Reproduce the rows below verbatim, covering only the stretch from the line containing "the white lilac" through the end of the rows, with both ends included.

(Point placement records)
** begin **
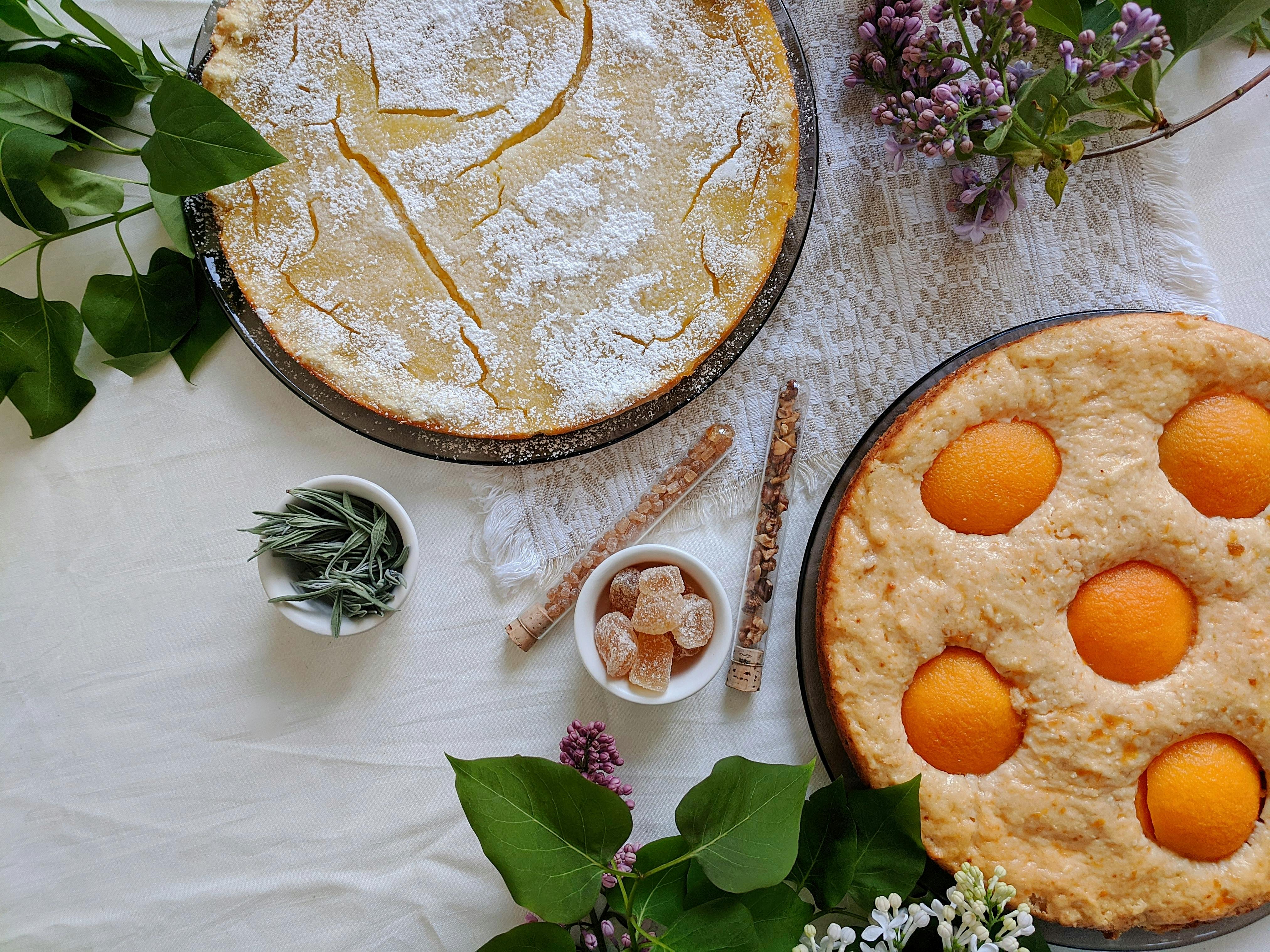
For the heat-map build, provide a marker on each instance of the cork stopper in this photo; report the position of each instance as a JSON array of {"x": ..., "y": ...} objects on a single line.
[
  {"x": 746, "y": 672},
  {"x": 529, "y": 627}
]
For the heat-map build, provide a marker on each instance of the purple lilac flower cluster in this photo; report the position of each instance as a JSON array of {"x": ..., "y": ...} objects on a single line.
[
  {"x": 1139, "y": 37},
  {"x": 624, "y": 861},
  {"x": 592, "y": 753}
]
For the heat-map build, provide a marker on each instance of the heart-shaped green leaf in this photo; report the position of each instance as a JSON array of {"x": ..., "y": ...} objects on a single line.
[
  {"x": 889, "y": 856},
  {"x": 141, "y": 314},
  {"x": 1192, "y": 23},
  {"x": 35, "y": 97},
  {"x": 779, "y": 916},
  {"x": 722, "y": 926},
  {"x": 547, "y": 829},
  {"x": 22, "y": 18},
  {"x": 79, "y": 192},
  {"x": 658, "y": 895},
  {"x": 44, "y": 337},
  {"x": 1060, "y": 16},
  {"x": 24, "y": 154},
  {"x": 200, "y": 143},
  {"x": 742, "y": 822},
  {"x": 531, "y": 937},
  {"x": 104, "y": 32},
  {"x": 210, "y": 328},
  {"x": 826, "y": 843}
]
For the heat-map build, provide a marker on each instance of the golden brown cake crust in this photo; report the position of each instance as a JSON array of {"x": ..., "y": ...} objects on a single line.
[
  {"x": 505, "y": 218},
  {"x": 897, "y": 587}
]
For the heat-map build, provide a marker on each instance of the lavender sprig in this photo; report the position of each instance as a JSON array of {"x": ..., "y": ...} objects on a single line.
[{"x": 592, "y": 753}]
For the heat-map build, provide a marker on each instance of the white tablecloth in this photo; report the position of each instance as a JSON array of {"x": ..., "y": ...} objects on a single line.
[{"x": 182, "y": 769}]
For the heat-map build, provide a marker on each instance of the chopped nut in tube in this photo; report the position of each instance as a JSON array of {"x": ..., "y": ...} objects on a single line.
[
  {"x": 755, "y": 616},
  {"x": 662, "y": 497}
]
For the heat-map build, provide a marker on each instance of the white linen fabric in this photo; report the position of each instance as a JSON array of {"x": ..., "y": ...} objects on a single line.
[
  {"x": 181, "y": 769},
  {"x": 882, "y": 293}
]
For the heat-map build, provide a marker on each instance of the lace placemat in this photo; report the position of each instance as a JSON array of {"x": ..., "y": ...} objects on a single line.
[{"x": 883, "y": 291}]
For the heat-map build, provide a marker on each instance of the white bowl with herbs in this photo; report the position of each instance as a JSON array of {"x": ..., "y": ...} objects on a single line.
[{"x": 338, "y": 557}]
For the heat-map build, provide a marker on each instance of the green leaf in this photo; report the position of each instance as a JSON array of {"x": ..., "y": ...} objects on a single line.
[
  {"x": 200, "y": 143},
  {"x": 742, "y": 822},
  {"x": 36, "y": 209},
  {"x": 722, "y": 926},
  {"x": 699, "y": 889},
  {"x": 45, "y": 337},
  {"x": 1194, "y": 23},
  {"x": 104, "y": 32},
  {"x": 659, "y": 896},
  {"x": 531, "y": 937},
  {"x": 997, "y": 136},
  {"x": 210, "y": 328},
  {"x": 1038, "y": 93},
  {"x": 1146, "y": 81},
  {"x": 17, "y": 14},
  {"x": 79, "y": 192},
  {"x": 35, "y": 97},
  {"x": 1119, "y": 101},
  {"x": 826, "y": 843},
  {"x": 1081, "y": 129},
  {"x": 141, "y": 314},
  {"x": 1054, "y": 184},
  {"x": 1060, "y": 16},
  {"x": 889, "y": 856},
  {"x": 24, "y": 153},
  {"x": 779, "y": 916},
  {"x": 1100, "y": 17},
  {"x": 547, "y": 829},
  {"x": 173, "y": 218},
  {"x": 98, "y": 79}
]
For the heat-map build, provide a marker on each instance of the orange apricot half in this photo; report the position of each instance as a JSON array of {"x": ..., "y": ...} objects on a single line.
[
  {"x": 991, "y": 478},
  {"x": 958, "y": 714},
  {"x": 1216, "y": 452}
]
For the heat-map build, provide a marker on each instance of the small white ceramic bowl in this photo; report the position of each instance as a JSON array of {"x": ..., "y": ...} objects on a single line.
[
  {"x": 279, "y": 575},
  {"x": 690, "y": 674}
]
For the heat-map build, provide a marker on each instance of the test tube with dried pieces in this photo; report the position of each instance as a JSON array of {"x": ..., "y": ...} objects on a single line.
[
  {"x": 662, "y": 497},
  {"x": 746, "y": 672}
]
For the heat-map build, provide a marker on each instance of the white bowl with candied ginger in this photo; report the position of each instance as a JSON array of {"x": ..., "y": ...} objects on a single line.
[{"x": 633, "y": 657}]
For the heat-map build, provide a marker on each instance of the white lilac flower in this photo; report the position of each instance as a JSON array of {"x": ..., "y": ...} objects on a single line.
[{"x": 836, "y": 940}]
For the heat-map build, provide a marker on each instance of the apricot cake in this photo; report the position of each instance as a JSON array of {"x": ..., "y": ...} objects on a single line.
** end **
THE RESULT:
For the heat-map build, provide a marker on each instance of the white lilac flower in this photo; report the position of each instance as a JSON array of {"x": ..., "y": ...} objects on a single line.
[{"x": 836, "y": 940}]
For the heat-map build, provide a marker on each instance of the apricot cake in this photo; report the position of each instance as a JSON array of {"x": ..., "y": ...} objects on a single line.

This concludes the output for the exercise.